- YOUR INSTRUCTIONS
List every line of the data below that contains the word "hand".

- EXTRACTED INFORMATION
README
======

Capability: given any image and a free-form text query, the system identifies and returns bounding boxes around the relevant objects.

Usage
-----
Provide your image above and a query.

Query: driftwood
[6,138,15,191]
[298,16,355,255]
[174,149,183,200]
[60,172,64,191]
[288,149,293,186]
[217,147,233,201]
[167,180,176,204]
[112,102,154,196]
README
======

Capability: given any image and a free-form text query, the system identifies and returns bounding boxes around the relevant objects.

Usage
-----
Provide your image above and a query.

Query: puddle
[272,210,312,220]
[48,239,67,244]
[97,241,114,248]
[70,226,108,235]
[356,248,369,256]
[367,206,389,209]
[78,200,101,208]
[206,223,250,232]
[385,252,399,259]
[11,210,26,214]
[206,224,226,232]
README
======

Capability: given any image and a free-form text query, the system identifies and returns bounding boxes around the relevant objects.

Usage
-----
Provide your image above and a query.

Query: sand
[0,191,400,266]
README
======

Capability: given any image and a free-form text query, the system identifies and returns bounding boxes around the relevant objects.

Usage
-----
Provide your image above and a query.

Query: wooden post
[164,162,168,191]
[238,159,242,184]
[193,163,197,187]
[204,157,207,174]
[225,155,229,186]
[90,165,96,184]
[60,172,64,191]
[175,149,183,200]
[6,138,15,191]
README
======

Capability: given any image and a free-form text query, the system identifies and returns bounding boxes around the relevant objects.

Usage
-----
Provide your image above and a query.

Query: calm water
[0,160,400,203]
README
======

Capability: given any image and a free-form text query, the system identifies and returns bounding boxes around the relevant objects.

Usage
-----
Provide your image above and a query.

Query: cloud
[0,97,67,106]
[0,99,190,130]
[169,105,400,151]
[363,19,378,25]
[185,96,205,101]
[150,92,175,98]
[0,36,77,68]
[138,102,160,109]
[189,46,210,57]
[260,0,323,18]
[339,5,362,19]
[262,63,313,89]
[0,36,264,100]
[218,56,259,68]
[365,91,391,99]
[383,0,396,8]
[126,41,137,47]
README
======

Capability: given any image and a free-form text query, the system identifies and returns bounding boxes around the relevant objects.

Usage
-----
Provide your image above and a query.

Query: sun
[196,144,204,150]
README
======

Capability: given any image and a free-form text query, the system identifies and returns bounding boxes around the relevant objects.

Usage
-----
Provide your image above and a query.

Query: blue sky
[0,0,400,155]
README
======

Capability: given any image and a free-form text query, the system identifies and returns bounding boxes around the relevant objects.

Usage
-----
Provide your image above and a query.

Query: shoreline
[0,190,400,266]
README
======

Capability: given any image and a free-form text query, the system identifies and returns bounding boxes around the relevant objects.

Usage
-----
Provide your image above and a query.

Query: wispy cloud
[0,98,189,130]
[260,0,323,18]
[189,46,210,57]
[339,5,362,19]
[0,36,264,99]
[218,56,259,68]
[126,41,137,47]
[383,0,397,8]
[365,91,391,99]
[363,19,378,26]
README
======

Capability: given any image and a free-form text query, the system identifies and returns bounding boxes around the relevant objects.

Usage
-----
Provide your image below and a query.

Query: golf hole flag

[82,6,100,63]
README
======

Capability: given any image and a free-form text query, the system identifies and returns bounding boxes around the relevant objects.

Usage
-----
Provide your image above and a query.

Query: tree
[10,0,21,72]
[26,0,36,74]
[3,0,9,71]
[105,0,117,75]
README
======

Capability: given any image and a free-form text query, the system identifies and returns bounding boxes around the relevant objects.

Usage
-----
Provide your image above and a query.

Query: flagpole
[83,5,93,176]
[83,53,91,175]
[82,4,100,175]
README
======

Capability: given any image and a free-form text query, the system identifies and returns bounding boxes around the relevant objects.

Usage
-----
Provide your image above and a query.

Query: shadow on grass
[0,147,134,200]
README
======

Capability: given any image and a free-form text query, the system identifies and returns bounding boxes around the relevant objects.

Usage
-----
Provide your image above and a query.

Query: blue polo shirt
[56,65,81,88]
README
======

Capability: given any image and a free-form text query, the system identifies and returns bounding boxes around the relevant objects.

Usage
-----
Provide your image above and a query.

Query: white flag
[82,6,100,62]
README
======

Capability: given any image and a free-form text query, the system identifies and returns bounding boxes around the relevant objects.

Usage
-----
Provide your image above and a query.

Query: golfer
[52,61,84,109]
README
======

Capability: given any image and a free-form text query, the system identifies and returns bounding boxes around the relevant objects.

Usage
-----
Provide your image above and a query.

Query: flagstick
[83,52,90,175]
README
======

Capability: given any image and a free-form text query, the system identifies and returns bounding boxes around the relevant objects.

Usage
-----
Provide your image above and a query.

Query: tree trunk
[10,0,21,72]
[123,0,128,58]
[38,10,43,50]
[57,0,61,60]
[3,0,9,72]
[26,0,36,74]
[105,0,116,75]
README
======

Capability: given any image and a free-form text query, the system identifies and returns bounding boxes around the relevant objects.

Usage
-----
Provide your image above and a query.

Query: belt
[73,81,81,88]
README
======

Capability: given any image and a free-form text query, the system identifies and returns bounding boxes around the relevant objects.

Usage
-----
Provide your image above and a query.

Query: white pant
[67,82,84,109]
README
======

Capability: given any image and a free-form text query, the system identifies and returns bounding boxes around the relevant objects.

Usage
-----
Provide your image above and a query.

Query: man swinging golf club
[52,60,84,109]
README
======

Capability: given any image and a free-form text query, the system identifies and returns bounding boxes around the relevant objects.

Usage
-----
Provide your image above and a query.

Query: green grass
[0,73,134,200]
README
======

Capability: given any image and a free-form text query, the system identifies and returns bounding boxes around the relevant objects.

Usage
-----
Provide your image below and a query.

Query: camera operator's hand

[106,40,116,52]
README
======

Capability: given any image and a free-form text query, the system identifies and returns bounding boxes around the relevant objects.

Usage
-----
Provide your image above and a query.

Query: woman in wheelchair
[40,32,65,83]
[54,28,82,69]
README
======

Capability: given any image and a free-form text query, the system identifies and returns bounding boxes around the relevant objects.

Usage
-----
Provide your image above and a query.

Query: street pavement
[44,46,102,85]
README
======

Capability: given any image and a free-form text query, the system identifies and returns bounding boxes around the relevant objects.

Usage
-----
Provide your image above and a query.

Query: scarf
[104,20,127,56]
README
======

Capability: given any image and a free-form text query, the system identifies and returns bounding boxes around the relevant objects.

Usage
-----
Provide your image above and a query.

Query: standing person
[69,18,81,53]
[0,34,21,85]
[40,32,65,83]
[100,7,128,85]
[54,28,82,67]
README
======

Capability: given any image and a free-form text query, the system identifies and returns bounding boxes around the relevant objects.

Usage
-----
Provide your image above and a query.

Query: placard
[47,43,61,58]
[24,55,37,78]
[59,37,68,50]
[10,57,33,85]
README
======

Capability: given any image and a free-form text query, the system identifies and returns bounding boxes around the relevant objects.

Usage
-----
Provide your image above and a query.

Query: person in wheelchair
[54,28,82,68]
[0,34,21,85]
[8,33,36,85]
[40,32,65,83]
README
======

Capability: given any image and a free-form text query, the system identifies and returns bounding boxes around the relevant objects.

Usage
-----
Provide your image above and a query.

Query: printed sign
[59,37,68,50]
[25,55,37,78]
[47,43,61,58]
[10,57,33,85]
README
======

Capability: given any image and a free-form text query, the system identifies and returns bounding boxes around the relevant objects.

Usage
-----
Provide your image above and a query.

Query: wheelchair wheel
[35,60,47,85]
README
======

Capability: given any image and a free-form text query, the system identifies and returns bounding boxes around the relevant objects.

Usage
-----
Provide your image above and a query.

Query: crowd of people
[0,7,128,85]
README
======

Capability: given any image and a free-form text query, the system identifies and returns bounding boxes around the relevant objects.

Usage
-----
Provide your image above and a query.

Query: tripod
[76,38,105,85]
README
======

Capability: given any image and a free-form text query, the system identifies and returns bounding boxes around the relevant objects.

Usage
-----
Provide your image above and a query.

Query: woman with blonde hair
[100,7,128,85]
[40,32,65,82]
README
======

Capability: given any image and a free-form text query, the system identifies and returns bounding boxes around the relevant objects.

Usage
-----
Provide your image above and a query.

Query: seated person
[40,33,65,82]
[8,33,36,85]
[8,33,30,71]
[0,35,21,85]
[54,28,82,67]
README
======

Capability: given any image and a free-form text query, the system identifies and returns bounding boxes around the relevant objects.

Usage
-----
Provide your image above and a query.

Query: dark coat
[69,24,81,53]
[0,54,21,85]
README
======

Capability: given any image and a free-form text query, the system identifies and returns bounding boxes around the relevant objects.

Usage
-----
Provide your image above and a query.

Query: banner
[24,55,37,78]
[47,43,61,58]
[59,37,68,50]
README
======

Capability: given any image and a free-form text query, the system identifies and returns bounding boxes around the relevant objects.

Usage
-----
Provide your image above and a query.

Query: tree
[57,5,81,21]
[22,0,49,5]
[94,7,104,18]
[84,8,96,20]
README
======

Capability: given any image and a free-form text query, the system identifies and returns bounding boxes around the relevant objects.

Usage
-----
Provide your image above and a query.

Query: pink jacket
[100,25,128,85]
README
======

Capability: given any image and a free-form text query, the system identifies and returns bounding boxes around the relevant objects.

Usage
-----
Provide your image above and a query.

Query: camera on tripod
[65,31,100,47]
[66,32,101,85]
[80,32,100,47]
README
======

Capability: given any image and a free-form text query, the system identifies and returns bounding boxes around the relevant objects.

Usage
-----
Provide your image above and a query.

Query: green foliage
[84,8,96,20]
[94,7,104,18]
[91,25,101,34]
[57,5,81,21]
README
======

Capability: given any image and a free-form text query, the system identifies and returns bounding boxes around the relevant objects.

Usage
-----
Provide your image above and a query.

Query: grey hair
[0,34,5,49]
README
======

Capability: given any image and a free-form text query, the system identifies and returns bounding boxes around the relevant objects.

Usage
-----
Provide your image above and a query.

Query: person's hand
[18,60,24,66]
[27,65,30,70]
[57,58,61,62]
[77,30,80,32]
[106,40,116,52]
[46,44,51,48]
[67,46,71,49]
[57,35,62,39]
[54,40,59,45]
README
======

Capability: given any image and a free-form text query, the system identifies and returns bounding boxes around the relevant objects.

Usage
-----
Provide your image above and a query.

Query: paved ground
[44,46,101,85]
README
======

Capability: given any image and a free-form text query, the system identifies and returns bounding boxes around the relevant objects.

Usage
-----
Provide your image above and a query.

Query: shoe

---

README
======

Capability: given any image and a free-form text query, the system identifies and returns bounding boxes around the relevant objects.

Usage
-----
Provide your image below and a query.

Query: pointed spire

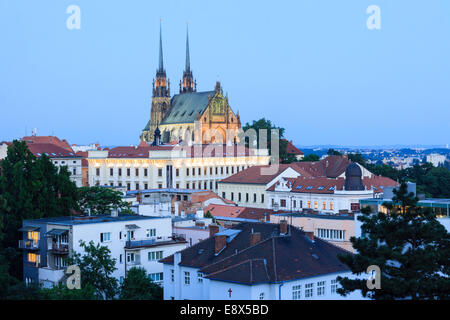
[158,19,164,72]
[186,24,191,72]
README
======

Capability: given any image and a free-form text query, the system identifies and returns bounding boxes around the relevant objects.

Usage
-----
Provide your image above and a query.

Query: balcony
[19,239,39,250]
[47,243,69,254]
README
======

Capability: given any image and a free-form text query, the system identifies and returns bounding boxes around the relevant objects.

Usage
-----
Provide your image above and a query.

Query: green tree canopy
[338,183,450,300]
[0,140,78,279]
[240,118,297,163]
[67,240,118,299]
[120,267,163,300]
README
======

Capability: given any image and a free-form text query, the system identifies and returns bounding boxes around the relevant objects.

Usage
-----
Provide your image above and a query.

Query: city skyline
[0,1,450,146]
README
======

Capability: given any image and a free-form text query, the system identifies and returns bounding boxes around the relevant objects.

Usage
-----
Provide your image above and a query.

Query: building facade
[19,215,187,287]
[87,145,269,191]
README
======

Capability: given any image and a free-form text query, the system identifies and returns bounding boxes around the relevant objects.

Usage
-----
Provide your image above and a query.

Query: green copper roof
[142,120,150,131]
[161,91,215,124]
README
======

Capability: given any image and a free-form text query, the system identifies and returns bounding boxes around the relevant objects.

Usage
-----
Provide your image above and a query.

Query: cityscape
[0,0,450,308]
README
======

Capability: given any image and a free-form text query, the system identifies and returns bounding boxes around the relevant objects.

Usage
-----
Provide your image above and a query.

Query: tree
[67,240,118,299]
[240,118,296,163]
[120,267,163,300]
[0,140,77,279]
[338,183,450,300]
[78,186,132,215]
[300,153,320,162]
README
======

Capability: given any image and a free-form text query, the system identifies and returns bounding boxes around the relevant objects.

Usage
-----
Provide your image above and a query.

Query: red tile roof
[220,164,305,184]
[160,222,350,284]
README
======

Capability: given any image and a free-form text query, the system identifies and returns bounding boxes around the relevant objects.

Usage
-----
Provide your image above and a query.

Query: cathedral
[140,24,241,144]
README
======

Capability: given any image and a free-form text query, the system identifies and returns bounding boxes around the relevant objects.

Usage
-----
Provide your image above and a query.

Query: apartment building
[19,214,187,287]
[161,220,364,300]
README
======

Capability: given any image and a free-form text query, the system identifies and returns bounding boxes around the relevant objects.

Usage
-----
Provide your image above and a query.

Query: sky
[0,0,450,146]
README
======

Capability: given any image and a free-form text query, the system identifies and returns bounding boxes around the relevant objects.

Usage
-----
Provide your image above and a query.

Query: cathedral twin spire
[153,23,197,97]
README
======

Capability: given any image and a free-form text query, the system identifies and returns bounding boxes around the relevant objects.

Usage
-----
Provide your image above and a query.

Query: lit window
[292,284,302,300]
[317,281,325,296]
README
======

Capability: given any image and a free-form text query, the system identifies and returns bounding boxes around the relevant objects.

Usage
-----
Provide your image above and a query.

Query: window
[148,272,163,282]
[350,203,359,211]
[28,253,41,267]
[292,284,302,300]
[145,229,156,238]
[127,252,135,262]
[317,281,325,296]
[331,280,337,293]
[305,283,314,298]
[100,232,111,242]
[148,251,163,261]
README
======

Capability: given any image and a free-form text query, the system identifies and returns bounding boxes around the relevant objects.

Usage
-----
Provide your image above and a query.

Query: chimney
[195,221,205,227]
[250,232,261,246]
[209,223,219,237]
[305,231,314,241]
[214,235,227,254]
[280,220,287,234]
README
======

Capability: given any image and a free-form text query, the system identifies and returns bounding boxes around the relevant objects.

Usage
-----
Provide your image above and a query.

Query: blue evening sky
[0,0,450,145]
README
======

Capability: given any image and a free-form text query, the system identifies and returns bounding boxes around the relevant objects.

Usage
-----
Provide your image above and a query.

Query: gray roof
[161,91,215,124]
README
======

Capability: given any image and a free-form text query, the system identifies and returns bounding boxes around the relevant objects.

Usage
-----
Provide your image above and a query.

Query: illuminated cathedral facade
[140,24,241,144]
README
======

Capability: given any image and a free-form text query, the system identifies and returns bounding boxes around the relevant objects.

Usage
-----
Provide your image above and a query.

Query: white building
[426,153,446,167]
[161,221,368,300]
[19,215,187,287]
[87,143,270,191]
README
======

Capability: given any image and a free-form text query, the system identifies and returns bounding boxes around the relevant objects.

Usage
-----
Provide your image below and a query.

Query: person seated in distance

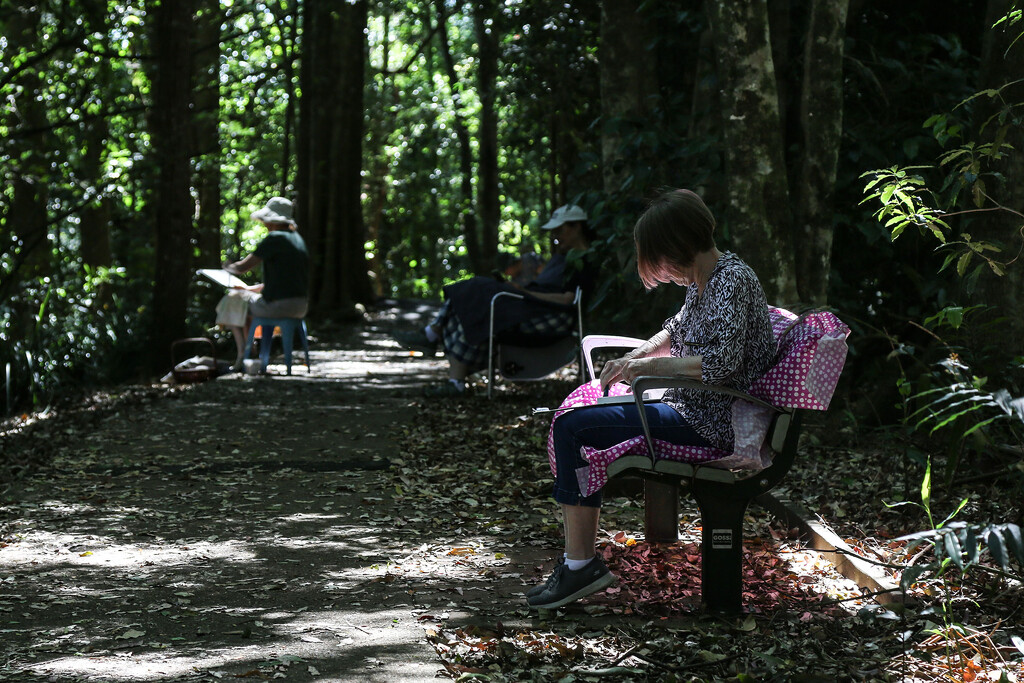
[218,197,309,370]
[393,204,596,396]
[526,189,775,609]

- SOLUTION TO THIS PROBLEM
Query: camera operator's hand
Query: person's hand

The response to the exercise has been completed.